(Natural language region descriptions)
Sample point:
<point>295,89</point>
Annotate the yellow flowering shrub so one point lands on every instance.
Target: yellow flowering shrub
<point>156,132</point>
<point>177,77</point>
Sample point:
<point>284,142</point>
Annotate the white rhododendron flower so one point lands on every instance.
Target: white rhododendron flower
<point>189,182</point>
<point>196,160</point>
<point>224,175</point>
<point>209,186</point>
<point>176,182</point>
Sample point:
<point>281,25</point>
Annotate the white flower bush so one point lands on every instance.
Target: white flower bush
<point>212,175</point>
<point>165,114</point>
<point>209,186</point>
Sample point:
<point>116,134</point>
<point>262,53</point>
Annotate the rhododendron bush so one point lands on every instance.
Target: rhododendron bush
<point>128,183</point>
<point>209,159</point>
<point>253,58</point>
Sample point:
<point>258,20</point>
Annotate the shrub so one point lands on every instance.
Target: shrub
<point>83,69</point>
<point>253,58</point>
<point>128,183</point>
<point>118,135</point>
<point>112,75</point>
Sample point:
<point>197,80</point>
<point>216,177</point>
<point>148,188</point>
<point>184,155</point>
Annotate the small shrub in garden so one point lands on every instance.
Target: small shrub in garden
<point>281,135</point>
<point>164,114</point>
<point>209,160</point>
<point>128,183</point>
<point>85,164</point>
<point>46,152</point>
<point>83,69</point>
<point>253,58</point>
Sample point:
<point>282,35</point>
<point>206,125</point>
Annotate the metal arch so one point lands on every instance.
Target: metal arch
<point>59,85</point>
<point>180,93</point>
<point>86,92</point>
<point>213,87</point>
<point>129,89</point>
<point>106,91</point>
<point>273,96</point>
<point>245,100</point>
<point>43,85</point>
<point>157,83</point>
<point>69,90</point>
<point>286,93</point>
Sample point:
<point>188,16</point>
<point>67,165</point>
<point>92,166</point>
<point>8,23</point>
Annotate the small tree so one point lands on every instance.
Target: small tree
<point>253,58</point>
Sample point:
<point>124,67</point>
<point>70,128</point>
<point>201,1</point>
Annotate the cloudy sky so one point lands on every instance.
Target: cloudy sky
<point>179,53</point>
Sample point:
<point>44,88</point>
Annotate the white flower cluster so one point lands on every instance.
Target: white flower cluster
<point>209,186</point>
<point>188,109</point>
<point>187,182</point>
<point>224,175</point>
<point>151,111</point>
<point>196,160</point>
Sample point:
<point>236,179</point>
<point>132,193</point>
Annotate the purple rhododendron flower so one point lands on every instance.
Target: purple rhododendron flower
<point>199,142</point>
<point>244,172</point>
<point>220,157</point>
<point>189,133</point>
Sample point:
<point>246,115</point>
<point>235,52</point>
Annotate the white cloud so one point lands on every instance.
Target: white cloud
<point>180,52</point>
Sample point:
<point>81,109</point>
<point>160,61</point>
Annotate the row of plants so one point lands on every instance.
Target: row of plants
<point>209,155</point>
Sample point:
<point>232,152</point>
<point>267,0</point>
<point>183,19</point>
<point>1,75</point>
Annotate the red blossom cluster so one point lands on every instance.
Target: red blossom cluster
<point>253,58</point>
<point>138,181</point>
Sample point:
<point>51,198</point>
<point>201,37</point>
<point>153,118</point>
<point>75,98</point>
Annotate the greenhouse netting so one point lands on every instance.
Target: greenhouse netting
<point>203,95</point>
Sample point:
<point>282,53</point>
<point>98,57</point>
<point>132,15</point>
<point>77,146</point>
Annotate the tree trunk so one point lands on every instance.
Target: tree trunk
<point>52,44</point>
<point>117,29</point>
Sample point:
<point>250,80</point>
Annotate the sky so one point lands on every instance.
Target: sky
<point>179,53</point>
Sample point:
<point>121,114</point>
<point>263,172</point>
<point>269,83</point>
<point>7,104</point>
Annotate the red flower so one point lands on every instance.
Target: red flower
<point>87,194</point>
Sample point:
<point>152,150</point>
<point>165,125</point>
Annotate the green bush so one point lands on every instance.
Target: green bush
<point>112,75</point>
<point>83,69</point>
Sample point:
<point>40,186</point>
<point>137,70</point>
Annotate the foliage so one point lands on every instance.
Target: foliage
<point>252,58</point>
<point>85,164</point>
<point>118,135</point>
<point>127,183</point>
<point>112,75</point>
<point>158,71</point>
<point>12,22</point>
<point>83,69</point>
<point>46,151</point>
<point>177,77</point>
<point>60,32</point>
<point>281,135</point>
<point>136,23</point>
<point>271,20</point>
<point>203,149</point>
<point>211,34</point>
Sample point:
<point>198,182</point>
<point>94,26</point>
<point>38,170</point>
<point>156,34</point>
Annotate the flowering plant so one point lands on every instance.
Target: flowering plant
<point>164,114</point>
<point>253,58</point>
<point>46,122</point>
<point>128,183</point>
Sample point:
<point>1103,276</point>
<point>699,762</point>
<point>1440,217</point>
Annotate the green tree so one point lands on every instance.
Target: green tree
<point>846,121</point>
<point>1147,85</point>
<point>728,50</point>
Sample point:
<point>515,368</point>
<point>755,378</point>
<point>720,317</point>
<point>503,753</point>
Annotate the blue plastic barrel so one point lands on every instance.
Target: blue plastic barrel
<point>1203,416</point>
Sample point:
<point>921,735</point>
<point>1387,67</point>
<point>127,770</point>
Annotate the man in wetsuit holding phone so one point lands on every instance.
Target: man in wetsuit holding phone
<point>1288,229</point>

#### THE PROBLEM:
Beginning at the line where "Target: blue plastic barrel" appears, extract each line through the end of the data above; keep them exact and include nothing else.

#### OUTPUT FOR THIS TASK:
Target: blue plastic barrel
<point>1203,416</point>
Sample point:
<point>921,735</point>
<point>1387,67</point>
<point>127,770</point>
Annotate the man in wetsuit holding phone so one point lands on every instance.
Target: man in wetsuit holding phone
<point>1288,229</point>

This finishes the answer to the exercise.